- _DATA SHOWN_:
————————
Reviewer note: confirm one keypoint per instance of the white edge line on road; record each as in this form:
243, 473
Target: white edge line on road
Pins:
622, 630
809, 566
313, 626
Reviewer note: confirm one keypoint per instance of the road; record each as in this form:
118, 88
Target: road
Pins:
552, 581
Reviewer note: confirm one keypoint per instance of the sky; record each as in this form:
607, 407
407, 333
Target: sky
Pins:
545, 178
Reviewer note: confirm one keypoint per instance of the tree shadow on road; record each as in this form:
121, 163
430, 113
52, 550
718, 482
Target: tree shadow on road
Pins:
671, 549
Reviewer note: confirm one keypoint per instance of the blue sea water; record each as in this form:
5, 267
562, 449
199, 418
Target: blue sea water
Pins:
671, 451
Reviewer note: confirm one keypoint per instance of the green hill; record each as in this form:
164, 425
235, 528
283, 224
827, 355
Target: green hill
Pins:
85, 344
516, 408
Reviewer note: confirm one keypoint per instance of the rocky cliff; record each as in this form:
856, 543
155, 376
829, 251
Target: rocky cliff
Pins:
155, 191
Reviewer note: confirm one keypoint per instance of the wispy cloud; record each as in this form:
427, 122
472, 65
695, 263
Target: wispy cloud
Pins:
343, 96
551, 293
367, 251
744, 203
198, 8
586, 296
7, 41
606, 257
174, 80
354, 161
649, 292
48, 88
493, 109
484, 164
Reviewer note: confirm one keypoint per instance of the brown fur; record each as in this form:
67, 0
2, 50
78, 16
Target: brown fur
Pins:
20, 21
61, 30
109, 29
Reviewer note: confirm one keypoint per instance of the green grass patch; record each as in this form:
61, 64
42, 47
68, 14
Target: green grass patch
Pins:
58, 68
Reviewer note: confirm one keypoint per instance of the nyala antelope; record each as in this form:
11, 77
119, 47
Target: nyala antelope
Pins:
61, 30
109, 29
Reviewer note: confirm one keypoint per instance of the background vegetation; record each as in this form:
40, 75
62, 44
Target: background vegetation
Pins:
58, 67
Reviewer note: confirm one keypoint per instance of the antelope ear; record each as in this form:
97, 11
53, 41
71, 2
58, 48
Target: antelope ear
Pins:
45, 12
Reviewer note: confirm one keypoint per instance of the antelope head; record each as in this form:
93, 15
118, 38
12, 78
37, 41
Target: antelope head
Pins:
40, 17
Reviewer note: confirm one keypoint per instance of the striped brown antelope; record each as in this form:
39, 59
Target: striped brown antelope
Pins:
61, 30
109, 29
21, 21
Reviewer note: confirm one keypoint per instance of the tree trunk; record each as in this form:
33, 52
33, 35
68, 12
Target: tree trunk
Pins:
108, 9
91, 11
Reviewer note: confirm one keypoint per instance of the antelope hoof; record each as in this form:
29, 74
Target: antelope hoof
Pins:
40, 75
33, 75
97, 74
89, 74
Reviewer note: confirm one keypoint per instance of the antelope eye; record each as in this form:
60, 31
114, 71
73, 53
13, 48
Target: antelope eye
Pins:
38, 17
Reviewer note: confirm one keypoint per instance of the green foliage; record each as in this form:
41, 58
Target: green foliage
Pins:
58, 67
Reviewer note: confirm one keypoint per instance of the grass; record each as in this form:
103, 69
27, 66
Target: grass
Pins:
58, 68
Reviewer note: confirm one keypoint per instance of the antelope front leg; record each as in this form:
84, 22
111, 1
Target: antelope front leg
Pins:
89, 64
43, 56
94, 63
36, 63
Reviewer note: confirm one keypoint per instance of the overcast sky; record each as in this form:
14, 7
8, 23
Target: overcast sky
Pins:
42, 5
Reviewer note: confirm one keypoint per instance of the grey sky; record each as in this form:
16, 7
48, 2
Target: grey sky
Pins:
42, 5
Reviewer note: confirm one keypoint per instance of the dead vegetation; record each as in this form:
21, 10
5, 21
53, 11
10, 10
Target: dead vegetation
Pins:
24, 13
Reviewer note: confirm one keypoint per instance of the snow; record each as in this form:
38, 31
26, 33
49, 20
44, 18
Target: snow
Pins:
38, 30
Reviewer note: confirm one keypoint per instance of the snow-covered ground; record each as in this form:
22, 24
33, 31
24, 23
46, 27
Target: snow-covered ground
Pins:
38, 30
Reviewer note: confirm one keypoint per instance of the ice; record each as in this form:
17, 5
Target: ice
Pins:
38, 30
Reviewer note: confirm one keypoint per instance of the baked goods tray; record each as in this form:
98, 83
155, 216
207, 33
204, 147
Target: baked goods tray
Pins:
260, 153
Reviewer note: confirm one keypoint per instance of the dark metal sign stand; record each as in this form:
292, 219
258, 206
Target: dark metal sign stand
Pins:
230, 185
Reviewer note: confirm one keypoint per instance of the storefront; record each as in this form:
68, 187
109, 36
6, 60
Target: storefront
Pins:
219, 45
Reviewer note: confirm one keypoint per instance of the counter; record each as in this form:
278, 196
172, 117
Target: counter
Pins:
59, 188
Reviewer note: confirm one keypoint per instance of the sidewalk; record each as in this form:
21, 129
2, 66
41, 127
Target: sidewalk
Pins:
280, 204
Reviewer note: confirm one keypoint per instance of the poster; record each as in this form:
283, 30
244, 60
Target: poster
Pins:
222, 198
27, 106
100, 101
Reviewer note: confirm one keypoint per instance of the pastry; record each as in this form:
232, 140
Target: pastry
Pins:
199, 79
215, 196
————————
- _DIRECTIONS_: Write out, please, all of the material above exactly as written.

- _SOLUTION TO THIS TASK_:
Reviewer note: confirm one keypoint per instance of the white edge line on road; record each as in this form:
243, 473
Target: white edge line on road
Pins:
622, 630
809, 566
313, 626
Reviewer note: confirm one keypoint per instance of the road; record each as in this form:
118, 88
Target: road
Pins:
552, 581
Reviewer note: confirm one keypoint per instance of the sky; record each as in this form:
607, 407
407, 333
Target: sky
Pins:
545, 178
Reviewer note: confirm one keypoint per instance of the tree shadow on road; record each as in this form:
121, 163
430, 113
52, 550
718, 482
Target: tree shadow on road
Pins:
671, 549
Reviewer note: confirm one keypoint per instance of the blue sea water; record each as in this form:
5, 267
562, 449
199, 418
Target: blue sea water
Pins:
671, 451
Reviewer note: confirm one keypoint per instance of the green hill; record each as in this form:
164, 425
235, 528
283, 224
827, 355
Target: green hill
Pins:
85, 344
516, 408
Reviewer note: confirm one keypoint per instance of the rocky cliff; record each as in this form:
856, 543
155, 376
829, 251
Target: rocky cliff
Pins:
155, 191
Reviewer note: confirm one keypoint per instance of the wispy cloud; record each as in this form:
427, 122
472, 65
695, 263
Target: wispy cloud
Pins:
343, 96
551, 293
367, 251
744, 203
198, 8
586, 296
7, 41
606, 257
174, 80
354, 161
649, 292
48, 88
493, 109
484, 164
Reviewer note: confirm one keypoint per instance of the brown fur; record each as in this form:
67, 0
2, 50
78, 16
Target: brown fur
Pins:
20, 21
61, 30
109, 29
Reviewer note: confirm one keypoint per instance of the green grass patch; record each as in this form:
61, 64
42, 47
68, 14
Target: green grass patch
Pins:
58, 68
Reviewer note: confirm one keypoint per instance of the nyala antelope; record each as in this form:
11, 77
119, 47
Target: nyala antelope
Pins:
61, 30
109, 29
Reviewer note: confirm one keypoint per instance of the background vegetation; record each as in this form:
40, 75
62, 44
Target: background vegetation
Pins:
58, 67
Reviewer note: confirm one keypoint per instance of the antelope ear; record each as in this form:
97, 11
53, 41
71, 2
58, 48
Target: antelope ear
Pins:
45, 12
Reviewer note: confirm one keypoint per instance of the antelope head; record each as in this form:
93, 15
118, 38
12, 78
37, 41
Target: antelope head
Pins:
40, 17
Reviewer note: confirm one keypoint per instance of the striped brown antelope; record each as in this form:
39, 59
Target: striped brown antelope
Pins:
61, 30
109, 29
21, 21
Reviewer note: confirm one keypoint per instance of the tree trunk; record each as in this form:
33, 52
33, 35
68, 12
Target: tree trunk
Pins:
108, 9
91, 11
Reviewer note: confirm one keypoint per instance of the antelope hoof; record each as in this form:
29, 74
Target: antelope hoof
Pins:
40, 75
33, 75
97, 74
89, 74
Reviewer note: confirm one keypoint per instance of the antelope eye; record each as in this form:
60, 31
114, 71
73, 53
13, 48
Target: antelope eye
Pins:
38, 17
Reviewer note: confirm one keypoint per instance of the green foliage; record each as in this form:
41, 58
Target: green foliage
Pins:
58, 67
Reviewer note: confirm one keypoint per instance of the grass; record each as in this form:
103, 69
27, 66
Target: grass
Pins:
58, 68
Reviewer note: confirm one keypoint per instance of the antelope front leg; record each as in this form:
84, 22
111, 1
Target: antelope front leg
Pins:
89, 64
43, 56
94, 63
36, 63
Reviewer note: confirm one keypoint per instance of the overcast sky; record each as in this form:
14, 7
8, 23
Target: overcast sky
Pins:
42, 5
Reviewer note: confirm one keypoint per instance of the grey sky; record each as in this form:
16, 7
48, 2
Target: grey sky
Pins:
42, 5
Reviewer note: confirm one keypoint per instance of the dead vegetation; record each as in this form:
21, 10
5, 21
53, 11
10, 10
Target: dead vegetation
Pins:
24, 13
Reviewer note: confirm one keypoint per instance of the snow; record each as in this form:
38, 31
26, 33
49, 20
44, 18
Target: snow
Pins:
38, 30
Reviewer note: confirm one keypoint per instance of the snow-covered ground; record each as in this form:
22, 24
33, 31
24, 23
46, 27
Target: snow-covered ground
Pins:
38, 30
Reviewer note: confirm one keypoint per instance of the ice; record each as in this form:
17, 5
Target: ice
Pins:
38, 30
Reviewer note: confirm one keypoint per instance of the baked goods tray; record each as in this form:
98, 83
155, 216
207, 33
204, 147
Target: baked goods tray
Pins:
260, 153
Reviewer note: confirm one keypoint per instance of the dark metal sign stand; record each as in this form:
292, 219
258, 206
Target: dark metal sign stand
Pins:
230, 185
Reviewer note: confirm one keypoint per instance of the storefront; record each as in this form:
68, 187
109, 36
6, 60
Target: storefront
Pins:
219, 45
Reviewer note: confirm one keypoint per instance of the counter; record each as in this form:
278, 196
172, 117
Target: counter
Pins:
59, 188
Reviewer note: confirm one keypoint per instance of the sidewalk; record each as in this form:
21, 129
2, 66
41, 127
Target: sidewalk
Pins:
280, 204
Reviewer note: confirm one keypoint per instance of the poster; record each as in this form:
283, 30
244, 60
Target: poster
Pins:
222, 198
27, 106
100, 101
Reviewer note: confirm one keypoint per instance of the pastry; record each as in this form:
232, 140
Target: pastry
Pins:
199, 79
215, 196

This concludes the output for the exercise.